● **Your objective**
Each line in the material below must be transcribed exactly; no picture belongs in the copy.
Top of Records for the task
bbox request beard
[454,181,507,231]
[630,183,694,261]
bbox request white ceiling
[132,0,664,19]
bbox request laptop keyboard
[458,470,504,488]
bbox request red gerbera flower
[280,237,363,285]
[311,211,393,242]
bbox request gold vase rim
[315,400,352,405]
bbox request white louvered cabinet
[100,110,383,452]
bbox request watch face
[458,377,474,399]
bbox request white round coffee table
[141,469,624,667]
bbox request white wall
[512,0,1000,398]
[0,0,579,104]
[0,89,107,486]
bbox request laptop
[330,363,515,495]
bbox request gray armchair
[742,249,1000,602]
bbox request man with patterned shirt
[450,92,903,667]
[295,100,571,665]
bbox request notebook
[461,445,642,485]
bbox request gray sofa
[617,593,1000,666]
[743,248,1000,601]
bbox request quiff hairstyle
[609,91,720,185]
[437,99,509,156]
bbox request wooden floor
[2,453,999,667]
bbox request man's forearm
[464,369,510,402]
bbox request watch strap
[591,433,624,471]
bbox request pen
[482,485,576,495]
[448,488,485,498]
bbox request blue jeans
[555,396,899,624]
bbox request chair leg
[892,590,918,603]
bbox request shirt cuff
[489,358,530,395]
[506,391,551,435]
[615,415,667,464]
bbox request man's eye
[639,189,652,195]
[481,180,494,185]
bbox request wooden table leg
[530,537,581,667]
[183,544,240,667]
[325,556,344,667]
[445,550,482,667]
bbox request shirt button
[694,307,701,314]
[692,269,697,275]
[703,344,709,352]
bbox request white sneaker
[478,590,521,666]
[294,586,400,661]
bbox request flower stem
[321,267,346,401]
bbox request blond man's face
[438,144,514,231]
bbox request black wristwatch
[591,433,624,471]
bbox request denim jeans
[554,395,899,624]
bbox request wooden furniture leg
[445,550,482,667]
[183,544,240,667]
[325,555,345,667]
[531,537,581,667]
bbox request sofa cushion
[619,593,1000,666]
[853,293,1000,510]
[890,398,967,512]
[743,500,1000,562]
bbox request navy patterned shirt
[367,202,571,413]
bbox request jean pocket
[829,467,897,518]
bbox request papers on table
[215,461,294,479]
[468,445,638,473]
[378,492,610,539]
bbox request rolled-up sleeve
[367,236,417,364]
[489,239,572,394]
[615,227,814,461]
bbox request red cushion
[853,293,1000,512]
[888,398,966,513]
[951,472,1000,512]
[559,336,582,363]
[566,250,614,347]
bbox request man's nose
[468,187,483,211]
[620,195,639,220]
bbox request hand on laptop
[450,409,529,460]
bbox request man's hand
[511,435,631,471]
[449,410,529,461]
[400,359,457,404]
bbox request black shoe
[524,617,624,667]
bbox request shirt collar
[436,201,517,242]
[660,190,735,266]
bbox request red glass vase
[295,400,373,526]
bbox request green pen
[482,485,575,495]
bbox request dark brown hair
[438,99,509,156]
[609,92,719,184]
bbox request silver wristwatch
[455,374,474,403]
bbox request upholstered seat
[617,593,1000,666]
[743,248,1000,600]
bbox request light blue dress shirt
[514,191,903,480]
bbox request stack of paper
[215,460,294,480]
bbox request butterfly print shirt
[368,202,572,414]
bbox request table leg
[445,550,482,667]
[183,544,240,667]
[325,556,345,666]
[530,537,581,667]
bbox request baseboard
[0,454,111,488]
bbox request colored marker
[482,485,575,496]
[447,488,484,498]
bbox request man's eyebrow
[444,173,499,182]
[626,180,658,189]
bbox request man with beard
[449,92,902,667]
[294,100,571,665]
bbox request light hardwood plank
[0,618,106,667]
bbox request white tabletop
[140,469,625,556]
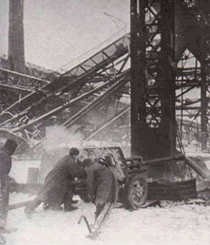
Bottom of Records for the task
● **Result**
bbox request beard
[454,181,507,231]
[630,183,694,261]
bbox request white ceiling
[132,0,664,19]
bbox request laptop keyboard
[458,470,504,488]
bbox request red gerbera flower
[280,237,363,285]
[311,211,393,242]
bbox request gold vase rim
[315,400,352,405]
bbox request white louvered cabinet
[100,110,383,452]
bbox request watch face
[458,377,474,399]
bbox request white round coffee table
[141,469,624,667]
bbox request white wall
[512,0,1000,398]
[0,0,579,104]
[0,89,107,486]
bbox request laptop
[330,363,515,495]
bbox request gray armchair
[742,249,1000,602]
bbox request man with patterned shirt
[450,92,903,667]
[295,100,571,665]
bbox request notebook
[461,445,642,485]
bbox request gray sofa
[617,593,1000,666]
[743,248,1000,601]
bbox request quiff hairstyle
[609,91,720,185]
[437,99,509,156]
bbox request wooden floor
[2,453,999,667]
bbox request man's forearm
[464,369,510,402]
bbox request watch strap
[591,433,624,471]
bbox request pen
[482,485,576,495]
[448,488,485,498]
bbox request blue jeans
[555,396,899,624]
bbox request chair leg
[892,590,918,603]
bbox request shirt cuff
[489,358,530,395]
[506,391,551,435]
[615,415,667,464]
bbox request man's eye
[639,189,652,195]
[481,180,494,185]
bbox request wooden table leg
[530,537,581,667]
[183,544,240,667]
[325,556,344,667]
[445,550,482,667]
bbox request shirt button
[694,307,701,314]
[692,269,697,275]
[703,344,709,352]
bbox request white sneaker
[478,590,521,666]
[294,586,400,661]
bbox request flower stem
[321,267,346,401]
bbox request blond man's face
[438,144,514,231]
bbox request black wristwatch
[591,433,624,471]
bbox request denim jeans
[554,395,899,624]
bbox request wooden furniture leg
[445,550,482,667]
[183,544,240,667]
[325,555,345,667]
[531,537,581,667]
bbox request sofa cushion
[619,593,1000,666]
[853,293,1000,510]
[890,398,967,512]
[743,500,1000,562]
bbox request navy patterned shirt
[367,202,571,413]
bbox request jean pocket
[829,467,897,518]
bbox request papers on table
[215,461,294,479]
[468,445,638,473]
[378,492,610,539]
bbox request rolled-up sleeve
[367,236,417,364]
[489,239,572,394]
[615,227,814,461]
bbox request red cushion
[853,293,1000,512]
[888,398,966,513]
[951,472,1000,512]
[559,336,582,363]
[566,250,614,347]
bbox request man's nose
[468,187,483,211]
[620,195,639,220]
bbox request hand on laptop
[450,409,529,460]
bbox request man's hand
[511,435,631,471]
[449,410,529,461]
[400,359,457,404]
bbox request black shoe
[524,617,624,667]
bbox request shirt collar
[436,201,517,242]
[660,190,735,266]
bbox request red glass vase
[295,400,373,526]
bbox request green pen
[482,485,575,495]
bbox request dark brown hair
[438,99,509,156]
[609,92,719,184]
bbox request silver wristwatch
[455,374,474,403]
bbox request upholstered seat
[617,593,1000,666]
[743,248,1000,600]
bbox request light blue dress shirt
[514,191,903,480]
bbox request stack of paper
[215,460,294,480]
bbox request butterfly print shirt
[368,202,572,414]
bbox request table leg
[445,550,482,667]
[183,544,240,667]
[325,556,345,666]
[530,537,581,667]
bbox request baseboard
[0,454,111,488]
bbox request colored marker
[482,485,575,496]
[447,488,484,498]
bbox request man's eyebrow
[444,173,499,182]
[626,180,658,189]
bbox request man with beard
[449,92,902,667]
[294,100,571,665]
bbox request light hardwood plank
[0,618,106,667]
bbox request white tabletop
[140,469,625,556]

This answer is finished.